Spatial annotation records

^^^^^^^^

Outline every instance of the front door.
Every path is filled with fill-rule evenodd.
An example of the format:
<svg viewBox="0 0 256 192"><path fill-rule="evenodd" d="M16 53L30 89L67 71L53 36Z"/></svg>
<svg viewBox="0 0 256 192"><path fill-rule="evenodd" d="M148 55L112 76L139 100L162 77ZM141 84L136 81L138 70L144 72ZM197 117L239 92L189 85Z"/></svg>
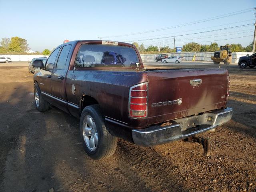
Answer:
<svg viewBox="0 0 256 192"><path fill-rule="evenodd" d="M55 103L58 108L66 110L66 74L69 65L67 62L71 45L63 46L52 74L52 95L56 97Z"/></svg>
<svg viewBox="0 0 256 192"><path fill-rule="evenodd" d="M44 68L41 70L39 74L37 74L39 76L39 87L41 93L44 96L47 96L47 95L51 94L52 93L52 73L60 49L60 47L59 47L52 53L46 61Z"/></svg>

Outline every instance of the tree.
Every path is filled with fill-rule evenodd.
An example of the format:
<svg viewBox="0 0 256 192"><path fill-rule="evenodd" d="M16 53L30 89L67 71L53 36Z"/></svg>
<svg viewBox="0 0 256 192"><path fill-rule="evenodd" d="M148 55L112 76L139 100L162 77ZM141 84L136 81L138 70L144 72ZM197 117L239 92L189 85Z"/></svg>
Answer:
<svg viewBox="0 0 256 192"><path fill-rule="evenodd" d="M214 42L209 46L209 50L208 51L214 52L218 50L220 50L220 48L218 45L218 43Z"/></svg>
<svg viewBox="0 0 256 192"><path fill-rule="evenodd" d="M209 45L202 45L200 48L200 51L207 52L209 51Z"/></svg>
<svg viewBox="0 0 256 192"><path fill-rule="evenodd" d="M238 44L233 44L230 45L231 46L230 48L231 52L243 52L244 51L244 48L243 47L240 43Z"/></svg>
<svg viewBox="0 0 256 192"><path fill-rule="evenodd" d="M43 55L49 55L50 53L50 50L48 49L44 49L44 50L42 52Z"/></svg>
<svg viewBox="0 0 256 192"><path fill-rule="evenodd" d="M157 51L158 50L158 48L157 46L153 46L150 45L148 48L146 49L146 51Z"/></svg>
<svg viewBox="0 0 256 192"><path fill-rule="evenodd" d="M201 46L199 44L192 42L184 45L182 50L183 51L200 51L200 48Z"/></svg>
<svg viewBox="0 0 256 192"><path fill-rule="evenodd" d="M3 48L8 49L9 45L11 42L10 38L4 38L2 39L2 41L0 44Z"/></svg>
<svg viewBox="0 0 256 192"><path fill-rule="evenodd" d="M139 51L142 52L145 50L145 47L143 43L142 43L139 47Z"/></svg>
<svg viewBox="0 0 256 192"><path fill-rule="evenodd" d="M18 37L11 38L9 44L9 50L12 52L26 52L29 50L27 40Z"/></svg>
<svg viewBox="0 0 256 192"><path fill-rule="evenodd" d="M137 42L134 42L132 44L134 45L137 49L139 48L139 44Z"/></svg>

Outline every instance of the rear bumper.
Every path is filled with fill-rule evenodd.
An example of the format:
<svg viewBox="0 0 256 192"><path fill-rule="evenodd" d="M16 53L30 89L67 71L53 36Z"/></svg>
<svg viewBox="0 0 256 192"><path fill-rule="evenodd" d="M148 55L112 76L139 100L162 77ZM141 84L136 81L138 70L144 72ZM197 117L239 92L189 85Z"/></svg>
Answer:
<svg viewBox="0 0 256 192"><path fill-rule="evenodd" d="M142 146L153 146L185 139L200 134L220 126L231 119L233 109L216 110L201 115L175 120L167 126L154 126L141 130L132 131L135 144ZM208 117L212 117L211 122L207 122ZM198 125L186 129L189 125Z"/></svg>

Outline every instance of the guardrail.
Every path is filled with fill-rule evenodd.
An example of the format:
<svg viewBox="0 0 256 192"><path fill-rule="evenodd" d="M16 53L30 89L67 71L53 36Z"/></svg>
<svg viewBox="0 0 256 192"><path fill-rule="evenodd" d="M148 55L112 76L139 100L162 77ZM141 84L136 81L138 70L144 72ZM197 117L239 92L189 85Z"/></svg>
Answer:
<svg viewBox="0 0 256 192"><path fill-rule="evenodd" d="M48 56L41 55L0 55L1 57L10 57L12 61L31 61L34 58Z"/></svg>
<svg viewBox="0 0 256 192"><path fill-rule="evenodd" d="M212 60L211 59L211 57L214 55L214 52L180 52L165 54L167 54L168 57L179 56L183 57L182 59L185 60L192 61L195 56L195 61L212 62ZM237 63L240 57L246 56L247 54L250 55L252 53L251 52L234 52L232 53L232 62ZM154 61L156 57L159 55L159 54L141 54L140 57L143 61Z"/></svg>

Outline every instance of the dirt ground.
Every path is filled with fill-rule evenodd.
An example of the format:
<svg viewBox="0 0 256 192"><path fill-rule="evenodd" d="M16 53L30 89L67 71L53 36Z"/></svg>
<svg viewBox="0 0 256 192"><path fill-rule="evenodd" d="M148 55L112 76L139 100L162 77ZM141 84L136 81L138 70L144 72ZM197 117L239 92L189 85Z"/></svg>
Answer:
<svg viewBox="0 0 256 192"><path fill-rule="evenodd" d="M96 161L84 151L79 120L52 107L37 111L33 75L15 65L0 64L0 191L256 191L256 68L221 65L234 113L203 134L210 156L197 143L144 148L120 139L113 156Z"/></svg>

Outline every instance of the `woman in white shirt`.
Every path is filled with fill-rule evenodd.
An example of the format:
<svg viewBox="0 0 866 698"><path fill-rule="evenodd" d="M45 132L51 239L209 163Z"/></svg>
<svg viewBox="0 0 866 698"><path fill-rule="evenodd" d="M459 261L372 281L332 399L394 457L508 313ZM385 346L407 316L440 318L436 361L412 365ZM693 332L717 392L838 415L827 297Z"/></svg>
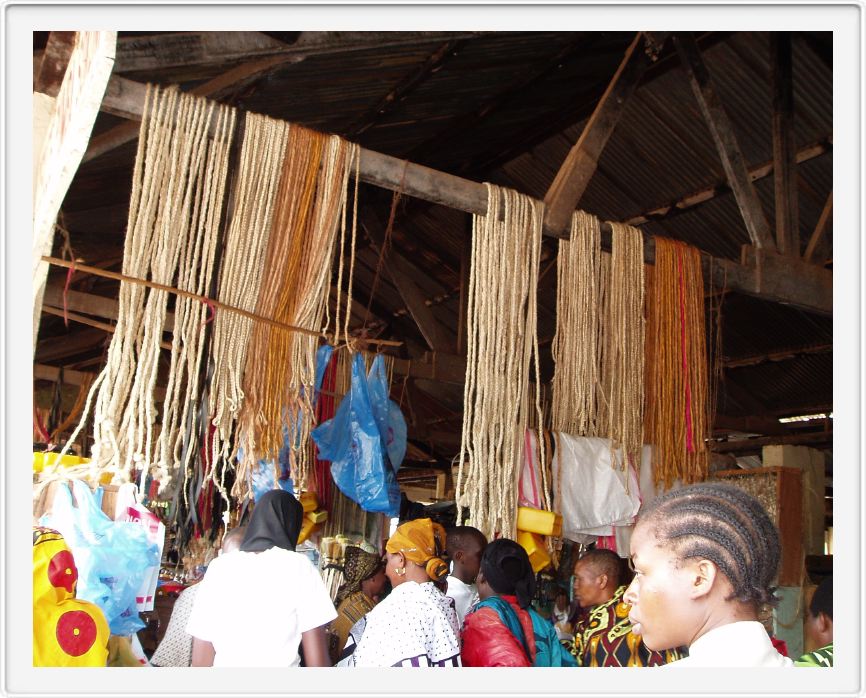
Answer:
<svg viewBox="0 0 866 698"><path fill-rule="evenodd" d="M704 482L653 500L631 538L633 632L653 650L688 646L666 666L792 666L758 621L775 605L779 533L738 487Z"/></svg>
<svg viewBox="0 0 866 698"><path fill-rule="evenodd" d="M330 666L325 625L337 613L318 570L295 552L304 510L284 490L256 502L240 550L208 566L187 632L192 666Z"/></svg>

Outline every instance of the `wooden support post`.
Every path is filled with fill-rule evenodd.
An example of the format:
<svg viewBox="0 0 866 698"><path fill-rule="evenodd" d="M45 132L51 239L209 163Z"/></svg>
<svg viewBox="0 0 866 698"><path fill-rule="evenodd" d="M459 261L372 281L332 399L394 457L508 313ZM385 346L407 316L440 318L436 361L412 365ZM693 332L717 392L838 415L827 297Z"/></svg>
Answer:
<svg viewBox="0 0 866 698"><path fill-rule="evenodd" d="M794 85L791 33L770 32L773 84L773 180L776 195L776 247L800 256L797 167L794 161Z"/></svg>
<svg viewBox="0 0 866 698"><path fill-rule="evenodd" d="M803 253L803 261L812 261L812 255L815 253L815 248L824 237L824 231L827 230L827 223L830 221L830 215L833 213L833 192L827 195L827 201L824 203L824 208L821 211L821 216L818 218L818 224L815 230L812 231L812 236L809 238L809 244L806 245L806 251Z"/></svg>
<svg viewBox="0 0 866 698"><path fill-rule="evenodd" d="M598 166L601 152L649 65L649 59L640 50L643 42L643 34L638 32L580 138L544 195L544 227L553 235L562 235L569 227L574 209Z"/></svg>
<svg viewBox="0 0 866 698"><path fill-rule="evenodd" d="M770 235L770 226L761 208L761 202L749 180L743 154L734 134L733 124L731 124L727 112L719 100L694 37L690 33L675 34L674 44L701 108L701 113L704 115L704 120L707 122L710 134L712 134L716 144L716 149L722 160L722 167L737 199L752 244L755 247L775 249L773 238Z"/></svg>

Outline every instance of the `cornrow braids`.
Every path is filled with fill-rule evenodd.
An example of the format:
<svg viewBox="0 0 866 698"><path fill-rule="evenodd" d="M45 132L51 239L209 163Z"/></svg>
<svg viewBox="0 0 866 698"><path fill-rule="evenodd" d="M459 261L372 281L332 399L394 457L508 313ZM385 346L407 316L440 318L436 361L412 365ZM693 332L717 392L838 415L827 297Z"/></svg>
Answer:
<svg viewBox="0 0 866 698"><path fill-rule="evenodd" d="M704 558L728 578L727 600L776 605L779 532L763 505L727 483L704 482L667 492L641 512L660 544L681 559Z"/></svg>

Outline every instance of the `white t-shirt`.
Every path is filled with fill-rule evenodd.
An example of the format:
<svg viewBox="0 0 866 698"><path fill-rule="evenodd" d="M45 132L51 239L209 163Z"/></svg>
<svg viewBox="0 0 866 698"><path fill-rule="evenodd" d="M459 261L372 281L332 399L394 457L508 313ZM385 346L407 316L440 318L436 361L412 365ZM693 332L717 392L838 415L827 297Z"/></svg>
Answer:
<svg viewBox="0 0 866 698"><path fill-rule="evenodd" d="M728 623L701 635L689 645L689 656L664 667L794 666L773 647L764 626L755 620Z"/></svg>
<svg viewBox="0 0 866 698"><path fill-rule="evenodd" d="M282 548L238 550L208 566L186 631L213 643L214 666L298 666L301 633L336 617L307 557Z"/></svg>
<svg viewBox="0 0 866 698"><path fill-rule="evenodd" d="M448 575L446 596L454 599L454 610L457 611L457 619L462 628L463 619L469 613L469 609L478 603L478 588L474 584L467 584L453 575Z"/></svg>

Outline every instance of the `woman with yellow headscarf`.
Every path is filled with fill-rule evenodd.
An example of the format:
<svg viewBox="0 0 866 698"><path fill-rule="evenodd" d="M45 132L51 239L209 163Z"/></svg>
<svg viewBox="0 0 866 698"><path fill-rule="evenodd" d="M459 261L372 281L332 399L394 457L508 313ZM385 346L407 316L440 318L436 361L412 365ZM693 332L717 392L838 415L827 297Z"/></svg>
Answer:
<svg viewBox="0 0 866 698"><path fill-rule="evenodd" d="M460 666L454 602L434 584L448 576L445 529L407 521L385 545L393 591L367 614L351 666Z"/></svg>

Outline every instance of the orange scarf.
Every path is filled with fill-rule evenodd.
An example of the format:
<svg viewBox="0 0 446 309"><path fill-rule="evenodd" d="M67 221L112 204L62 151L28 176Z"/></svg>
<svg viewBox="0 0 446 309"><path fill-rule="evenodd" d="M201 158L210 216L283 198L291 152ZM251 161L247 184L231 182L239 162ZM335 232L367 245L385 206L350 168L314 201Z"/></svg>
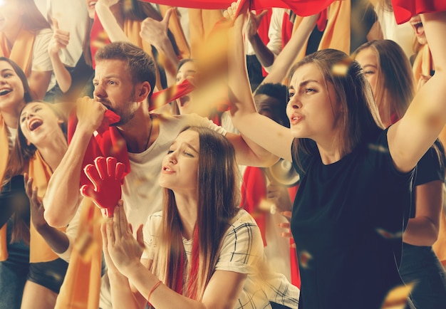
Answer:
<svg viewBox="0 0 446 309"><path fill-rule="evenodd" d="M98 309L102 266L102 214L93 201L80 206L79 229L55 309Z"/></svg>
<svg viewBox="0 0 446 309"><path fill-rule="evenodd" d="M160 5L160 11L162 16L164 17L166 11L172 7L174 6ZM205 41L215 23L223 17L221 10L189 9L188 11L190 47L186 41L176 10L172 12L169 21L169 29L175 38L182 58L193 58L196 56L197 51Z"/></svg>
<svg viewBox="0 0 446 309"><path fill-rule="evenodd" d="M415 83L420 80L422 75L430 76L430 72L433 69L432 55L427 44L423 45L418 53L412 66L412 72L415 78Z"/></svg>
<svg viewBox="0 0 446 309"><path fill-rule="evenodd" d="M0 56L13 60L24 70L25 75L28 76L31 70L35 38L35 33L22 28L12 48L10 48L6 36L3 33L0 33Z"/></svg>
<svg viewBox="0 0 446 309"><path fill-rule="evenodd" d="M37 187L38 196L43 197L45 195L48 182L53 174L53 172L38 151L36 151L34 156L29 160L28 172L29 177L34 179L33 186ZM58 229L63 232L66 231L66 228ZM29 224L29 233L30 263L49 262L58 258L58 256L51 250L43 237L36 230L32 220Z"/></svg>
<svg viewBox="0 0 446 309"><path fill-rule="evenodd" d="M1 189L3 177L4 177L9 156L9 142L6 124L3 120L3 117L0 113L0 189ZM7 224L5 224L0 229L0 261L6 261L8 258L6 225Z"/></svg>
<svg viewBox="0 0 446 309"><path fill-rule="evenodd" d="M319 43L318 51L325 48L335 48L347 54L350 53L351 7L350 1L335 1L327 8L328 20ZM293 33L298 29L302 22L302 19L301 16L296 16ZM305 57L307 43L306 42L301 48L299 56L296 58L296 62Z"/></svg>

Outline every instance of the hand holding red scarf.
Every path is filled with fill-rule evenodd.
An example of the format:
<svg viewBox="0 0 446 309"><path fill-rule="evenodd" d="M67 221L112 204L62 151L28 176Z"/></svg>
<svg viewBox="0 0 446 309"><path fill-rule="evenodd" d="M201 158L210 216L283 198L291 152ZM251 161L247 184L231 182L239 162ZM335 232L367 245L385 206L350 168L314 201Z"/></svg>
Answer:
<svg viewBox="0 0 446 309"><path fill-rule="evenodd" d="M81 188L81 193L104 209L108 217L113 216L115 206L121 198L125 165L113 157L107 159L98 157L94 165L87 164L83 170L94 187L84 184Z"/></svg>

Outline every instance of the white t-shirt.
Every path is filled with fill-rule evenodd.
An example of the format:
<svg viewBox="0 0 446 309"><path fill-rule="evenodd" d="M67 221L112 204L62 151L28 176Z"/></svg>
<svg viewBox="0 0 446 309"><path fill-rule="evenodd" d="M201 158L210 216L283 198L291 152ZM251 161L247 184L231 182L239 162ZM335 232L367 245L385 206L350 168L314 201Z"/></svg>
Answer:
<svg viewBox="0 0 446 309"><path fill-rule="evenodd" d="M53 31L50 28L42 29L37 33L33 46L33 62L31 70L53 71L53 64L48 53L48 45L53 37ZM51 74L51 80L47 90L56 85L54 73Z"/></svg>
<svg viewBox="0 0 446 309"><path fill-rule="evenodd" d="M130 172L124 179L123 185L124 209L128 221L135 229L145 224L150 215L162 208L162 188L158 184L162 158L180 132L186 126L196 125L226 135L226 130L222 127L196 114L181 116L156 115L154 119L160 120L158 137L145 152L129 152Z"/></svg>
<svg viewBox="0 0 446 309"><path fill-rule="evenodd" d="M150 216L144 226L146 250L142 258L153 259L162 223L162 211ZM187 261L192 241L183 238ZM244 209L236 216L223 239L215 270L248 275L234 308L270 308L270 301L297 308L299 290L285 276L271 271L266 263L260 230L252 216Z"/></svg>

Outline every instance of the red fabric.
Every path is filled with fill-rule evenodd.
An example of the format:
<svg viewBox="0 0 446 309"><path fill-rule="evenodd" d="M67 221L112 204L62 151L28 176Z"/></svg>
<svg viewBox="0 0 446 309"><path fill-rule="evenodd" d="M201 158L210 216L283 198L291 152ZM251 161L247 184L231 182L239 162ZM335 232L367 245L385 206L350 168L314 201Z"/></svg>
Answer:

^^^^^^^^

# What is needed
Count the lines in the records above that contain the string "woman", with case mattering. Reply with the number alone.

# Worked solution
2